(What you are asked to do)
Report each line in the rows below that contains the word "player", copying every such line in full.

(Records to process)
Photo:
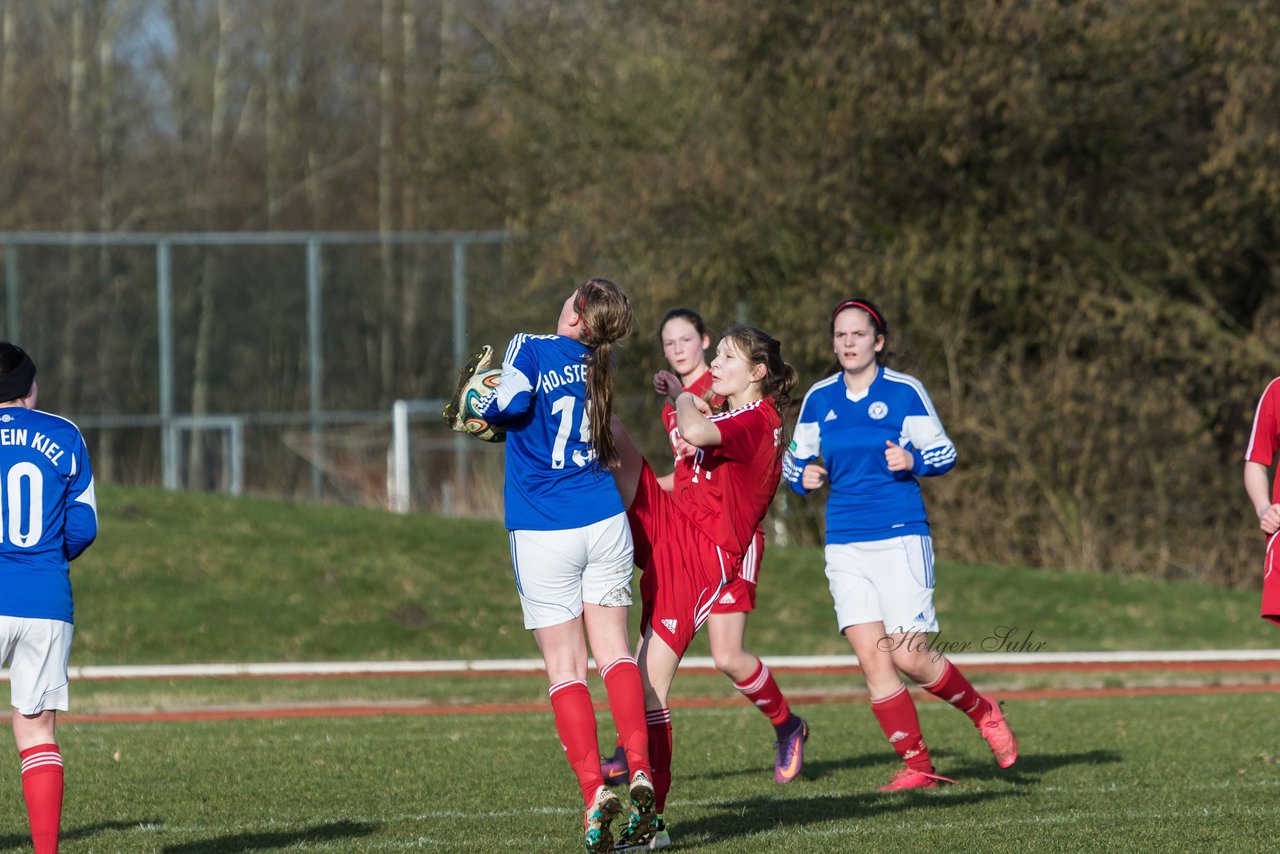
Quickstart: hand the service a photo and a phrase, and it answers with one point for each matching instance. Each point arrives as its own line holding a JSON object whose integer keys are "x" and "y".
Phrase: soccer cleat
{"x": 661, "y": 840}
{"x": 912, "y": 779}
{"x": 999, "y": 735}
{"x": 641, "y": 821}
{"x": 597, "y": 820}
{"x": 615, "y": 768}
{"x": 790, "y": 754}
---
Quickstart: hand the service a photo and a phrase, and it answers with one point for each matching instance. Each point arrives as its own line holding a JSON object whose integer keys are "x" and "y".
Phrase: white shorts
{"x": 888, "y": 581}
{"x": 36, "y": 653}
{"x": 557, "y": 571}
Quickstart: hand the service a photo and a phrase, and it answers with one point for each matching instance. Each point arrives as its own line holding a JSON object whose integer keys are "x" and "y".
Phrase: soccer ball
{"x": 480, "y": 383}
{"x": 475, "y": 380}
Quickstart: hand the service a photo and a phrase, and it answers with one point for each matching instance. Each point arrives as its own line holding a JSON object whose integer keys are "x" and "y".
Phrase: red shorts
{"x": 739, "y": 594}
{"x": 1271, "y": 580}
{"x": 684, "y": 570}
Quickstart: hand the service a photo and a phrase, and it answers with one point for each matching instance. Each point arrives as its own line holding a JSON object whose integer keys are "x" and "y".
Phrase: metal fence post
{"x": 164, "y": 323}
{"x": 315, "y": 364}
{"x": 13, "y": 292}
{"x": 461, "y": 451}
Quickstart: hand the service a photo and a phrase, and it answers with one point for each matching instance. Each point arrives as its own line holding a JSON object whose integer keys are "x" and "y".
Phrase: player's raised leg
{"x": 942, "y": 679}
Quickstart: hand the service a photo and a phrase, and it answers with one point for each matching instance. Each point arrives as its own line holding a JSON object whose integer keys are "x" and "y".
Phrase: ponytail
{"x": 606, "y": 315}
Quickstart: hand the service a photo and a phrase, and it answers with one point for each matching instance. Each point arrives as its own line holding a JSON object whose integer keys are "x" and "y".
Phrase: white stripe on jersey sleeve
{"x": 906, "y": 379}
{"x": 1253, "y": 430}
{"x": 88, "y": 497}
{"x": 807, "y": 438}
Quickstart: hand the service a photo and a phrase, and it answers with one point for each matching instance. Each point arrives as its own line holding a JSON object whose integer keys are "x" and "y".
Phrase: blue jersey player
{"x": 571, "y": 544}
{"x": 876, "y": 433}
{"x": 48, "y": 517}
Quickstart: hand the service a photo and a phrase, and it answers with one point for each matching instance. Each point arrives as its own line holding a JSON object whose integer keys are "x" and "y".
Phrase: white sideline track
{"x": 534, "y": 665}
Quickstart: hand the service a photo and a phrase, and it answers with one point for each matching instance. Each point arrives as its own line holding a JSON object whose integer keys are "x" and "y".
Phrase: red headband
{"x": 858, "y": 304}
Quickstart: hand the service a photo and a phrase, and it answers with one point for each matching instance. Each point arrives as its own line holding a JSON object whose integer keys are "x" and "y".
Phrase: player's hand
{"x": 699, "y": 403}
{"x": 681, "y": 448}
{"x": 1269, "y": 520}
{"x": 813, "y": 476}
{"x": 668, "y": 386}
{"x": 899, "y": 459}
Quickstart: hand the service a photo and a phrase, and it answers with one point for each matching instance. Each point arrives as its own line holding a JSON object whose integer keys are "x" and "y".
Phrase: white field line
--
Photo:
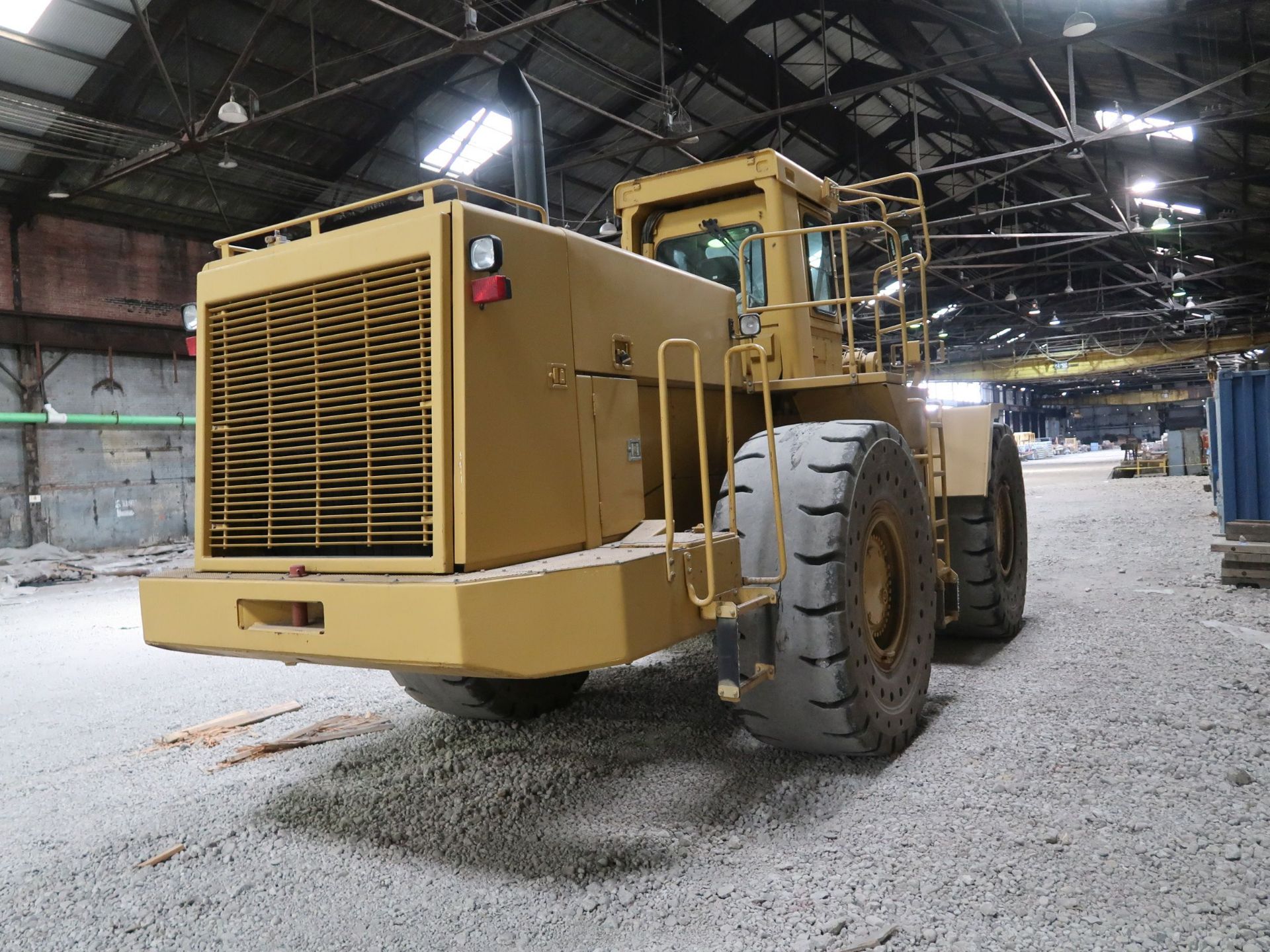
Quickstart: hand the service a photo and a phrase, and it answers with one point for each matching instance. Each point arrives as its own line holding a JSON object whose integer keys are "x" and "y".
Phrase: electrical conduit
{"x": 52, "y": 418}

(Problem solution)
Phrase: player's raised leg
Phrase: blue jersey player
Phrase: player's hand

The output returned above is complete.